(Excerpts from a dataset)
##########

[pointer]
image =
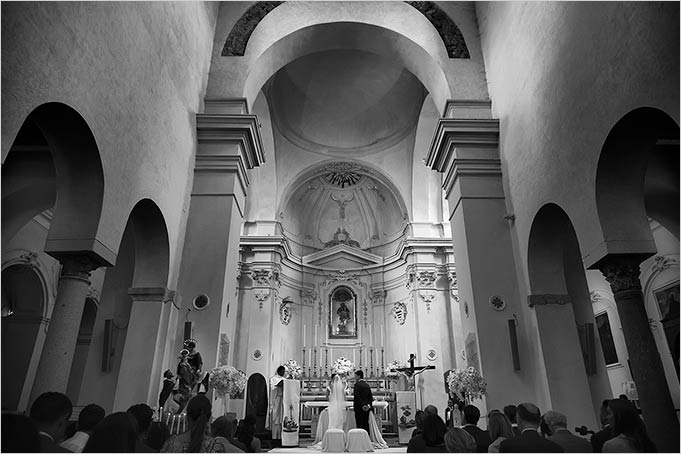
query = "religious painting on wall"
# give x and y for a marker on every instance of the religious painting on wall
(342, 313)
(667, 299)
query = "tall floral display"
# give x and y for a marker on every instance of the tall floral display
(227, 381)
(467, 384)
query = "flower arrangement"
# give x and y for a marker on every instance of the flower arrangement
(293, 370)
(227, 381)
(468, 384)
(391, 369)
(342, 366)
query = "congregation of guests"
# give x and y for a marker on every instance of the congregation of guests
(523, 428)
(47, 429)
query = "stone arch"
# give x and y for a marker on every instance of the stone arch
(452, 38)
(55, 161)
(575, 368)
(23, 303)
(637, 178)
(349, 35)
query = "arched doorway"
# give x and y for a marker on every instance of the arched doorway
(23, 302)
(637, 180)
(575, 368)
(256, 400)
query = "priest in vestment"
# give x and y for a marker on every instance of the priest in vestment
(276, 413)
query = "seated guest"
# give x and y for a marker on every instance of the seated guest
(557, 424)
(89, 417)
(529, 440)
(223, 427)
(510, 411)
(605, 433)
(246, 434)
(157, 435)
(499, 428)
(471, 416)
(143, 415)
(116, 433)
(19, 434)
(459, 440)
(199, 412)
(433, 437)
(50, 413)
(629, 432)
(430, 410)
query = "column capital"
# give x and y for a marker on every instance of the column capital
(546, 299)
(621, 271)
(78, 265)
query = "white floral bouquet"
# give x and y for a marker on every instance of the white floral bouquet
(227, 381)
(342, 366)
(293, 370)
(467, 384)
(391, 369)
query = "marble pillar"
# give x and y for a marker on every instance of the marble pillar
(144, 349)
(622, 273)
(229, 144)
(60, 343)
(465, 148)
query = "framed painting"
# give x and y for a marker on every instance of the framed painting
(342, 313)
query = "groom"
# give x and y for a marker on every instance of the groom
(362, 401)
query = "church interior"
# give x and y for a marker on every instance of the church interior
(485, 185)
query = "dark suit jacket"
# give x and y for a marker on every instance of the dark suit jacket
(48, 445)
(570, 442)
(482, 440)
(529, 441)
(362, 395)
(599, 438)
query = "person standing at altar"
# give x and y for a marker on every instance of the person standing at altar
(277, 402)
(362, 401)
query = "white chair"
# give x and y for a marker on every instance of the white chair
(334, 441)
(358, 441)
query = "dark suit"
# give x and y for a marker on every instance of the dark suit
(528, 441)
(570, 442)
(48, 445)
(362, 396)
(482, 440)
(599, 438)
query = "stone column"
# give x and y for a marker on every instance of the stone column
(622, 273)
(228, 145)
(144, 349)
(465, 148)
(60, 343)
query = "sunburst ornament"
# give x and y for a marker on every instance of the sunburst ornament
(342, 174)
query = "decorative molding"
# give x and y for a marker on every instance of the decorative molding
(261, 294)
(546, 299)
(622, 273)
(426, 278)
(427, 296)
(399, 312)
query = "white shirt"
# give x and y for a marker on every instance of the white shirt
(77, 442)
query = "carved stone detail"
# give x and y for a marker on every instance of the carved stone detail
(545, 299)
(622, 273)
(427, 296)
(261, 295)
(426, 278)
(399, 312)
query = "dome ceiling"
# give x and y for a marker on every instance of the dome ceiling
(344, 102)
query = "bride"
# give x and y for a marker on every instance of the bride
(337, 403)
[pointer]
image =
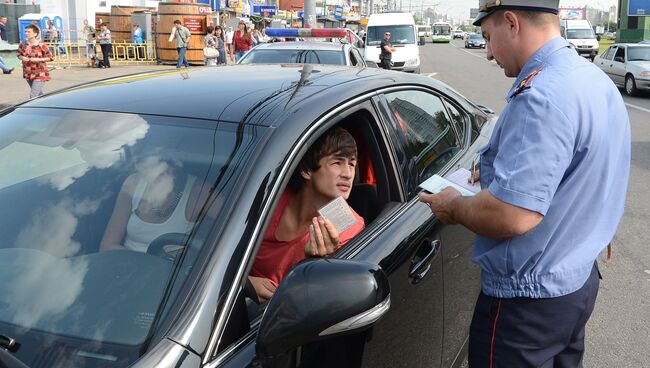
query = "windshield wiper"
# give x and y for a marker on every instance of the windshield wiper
(7, 347)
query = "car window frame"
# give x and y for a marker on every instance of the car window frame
(214, 358)
(436, 93)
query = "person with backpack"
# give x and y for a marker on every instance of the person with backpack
(182, 36)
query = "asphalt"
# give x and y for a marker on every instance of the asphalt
(14, 89)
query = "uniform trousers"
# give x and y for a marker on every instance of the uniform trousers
(527, 332)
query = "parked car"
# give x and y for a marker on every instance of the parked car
(628, 65)
(475, 40)
(400, 293)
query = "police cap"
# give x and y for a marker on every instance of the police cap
(487, 7)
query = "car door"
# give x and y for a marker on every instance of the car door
(605, 62)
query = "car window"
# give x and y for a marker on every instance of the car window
(402, 34)
(283, 56)
(426, 133)
(638, 53)
(620, 53)
(609, 54)
(63, 177)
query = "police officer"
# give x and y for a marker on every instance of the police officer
(554, 176)
(387, 50)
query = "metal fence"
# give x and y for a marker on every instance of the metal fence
(68, 54)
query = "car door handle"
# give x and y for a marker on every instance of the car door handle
(421, 263)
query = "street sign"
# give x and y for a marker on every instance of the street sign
(638, 8)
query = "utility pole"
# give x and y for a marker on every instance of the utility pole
(309, 14)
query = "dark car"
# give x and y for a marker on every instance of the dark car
(475, 40)
(400, 293)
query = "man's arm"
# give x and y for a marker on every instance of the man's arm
(483, 213)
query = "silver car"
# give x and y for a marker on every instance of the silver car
(628, 65)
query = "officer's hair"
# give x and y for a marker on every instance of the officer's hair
(335, 141)
(539, 19)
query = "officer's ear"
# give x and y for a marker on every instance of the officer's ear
(512, 20)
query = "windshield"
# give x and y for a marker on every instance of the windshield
(84, 197)
(579, 34)
(398, 35)
(443, 30)
(638, 53)
(283, 56)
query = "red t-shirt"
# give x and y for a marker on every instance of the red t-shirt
(276, 258)
(241, 42)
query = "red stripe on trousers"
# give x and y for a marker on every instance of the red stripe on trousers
(494, 332)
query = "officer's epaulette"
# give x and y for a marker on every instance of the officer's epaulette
(526, 82)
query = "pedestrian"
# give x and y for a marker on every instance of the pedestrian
(210, 42)
(3, 29)
(386, 53)
(106, 44)
(554, 177)
(34, 54)
(242, 41)
(221, 45)
(230, 34)
(4, 67)
(182, 36)
(88, 32)
(136, 39)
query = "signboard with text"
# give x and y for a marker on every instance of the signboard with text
(194, 24)
(638, 8)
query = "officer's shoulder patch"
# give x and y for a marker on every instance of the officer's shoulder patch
(526, 82)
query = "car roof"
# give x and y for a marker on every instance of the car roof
(306, 45)
(251, 94)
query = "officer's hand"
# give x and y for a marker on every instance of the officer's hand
(264, 288)
(323, 238)
(441, 204)
(474, 176)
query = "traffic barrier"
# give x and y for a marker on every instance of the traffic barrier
(67, 54)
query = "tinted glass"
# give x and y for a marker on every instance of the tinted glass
(426, 131)
(638, 53)
(443, 30)
(577, 34)
(398, 34)
(277, 56)
(70, 181)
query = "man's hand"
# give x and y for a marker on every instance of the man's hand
(441, 204)
(263, 287)
(323, 238)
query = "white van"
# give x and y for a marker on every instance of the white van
(580, 34)
(403, 36)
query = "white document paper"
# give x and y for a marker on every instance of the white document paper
(339, 213)
(456, 180)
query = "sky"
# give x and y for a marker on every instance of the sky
(460, 8)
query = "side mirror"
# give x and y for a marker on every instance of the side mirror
(371, 64)
(319, 298)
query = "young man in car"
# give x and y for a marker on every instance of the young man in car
(296, 230)
(540, 220)
(386, 53)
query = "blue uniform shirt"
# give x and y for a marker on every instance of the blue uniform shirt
(561, 148)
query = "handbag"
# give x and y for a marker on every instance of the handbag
(210, 53)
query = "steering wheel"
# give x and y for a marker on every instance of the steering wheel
(157, 246)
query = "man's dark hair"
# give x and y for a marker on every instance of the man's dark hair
(33, 28)
(335, 141)
(535, 17)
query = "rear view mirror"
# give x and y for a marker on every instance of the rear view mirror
(321, 298)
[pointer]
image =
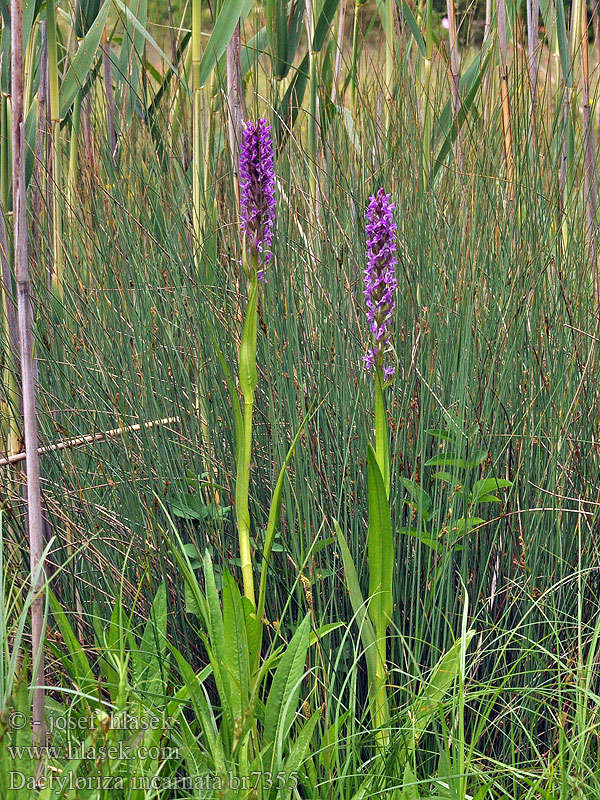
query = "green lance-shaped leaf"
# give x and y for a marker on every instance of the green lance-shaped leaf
(236, 644)
(82, 61)
(284, 30)
(248, 374)
(281, 703)
(433, 691)
(380, 545)
(274, 512)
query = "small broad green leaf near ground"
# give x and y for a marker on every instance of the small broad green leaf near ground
(410, 790)
(365, 626)
(422, 536)
(436, 687)
(236, 644)
(464, 525)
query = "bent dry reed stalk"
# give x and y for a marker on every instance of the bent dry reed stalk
(257, 199)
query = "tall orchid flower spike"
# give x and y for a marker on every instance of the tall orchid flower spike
(380, 280)
(257, 215)
(257, 190)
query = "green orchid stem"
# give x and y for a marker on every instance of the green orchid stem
(243, 511)
(248, 381)
(381, 711)
(381, 437)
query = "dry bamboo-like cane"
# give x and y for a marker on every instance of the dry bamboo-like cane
(34, 498)
(110, 98)
(78, 441)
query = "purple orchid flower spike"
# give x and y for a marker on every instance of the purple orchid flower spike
(257, 190)
(380, 279)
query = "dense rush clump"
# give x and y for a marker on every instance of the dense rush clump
(257, 188)
(380, 278)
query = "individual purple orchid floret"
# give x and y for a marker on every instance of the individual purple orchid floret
(380, 279)
(257, 189)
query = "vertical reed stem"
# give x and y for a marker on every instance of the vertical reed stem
(34, 499)
(57, 249)
(196, 126)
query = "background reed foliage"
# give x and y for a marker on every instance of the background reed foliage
(496, 339)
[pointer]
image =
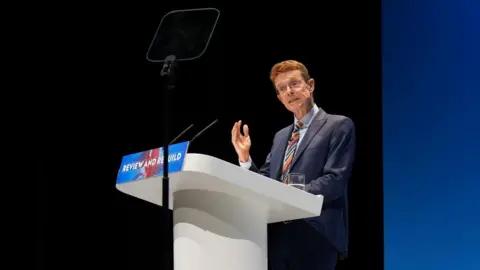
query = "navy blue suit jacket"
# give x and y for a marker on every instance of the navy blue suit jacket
(325, 155)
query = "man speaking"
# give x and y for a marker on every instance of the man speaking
(320, 146)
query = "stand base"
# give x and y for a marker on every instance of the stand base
(209, 235)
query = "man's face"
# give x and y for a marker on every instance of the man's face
(293, 91)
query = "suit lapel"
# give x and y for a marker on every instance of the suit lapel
(315, 126)
(278, 153)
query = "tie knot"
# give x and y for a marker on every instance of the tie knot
(298, 125)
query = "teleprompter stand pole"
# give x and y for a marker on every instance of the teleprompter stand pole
(168, 73)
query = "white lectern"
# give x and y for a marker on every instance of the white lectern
(221, 212)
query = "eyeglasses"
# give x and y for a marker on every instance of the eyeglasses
(293, 84)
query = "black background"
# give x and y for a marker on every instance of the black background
(82, 220)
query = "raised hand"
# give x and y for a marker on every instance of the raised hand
(240, 142)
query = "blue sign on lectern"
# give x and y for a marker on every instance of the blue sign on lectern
(149, 163)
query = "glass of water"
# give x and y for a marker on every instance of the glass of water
(296, 180)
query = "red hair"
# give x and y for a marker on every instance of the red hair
(289, 65)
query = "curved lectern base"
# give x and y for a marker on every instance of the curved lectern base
(216, 231)
(221, 212)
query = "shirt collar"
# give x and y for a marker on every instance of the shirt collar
(307, 119)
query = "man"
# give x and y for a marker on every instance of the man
(319, 145)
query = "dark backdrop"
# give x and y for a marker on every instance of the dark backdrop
(91, 223)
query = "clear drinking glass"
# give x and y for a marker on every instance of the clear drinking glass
(296, 180)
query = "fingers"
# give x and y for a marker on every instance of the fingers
(236, 133)
(245, 130)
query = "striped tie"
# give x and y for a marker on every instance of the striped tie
(292, 146)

##########

● **Task to carry out**
Only the lines from the line with "the teleprompter stand pole" to the final line of the entries are to be returned, each exactly as written, both ends included.

● **Response area**
# give x and y for a marker on every instance of the teleprompter stand pole
(168, 73)
query = "white lectern"
# give x and y for a marker on every instance of the white lectern
(221, 212)
query = "eyeglasses"
# give x and y for a marker on every instance of the eyeglasses
(293, 84)
query = "black background"
# give x and y for a marker on every instance of the black background
(82, 220)
query = "raised hand"
# give x and y for a marker on every instance of the raised hand
(240, 142)
query = "blue sign on lectern"
# give x and y for a marker on every instance of the blue sign on lectern
(149, 163)
query = "glass of water"
# give x and y for a marker on every instance of the glass of water
(296, 180)
query = "red hair"
# give x and y for a marker on every instance of the red hair
(289, 65)
query = "curved lectern base"
# give x and y for a marker on every instance of the curved lectern base
(216, 231)
(221, 212)
query = "shirt collar"
# give x and y for a marker on every instance of the shirt collar
(307, 119)
query = "man"
# give x and y for a marker on every instance of the man
(319, 145)
query = "dark backdrop"
# give x and y for a marker on every instance of the dark backdrop
(91, 223)
query = "clear drinking glass"
# give x and y for a marker on every instance of the clear drinking glass
(296, 180)
query = "fingers"
# give x and y for a marker on every instance of the fingers
(236, 133)
(245, 130)
query = "striped tie"
# give x and y for a marker on every instance of the striped tie
(292, 146)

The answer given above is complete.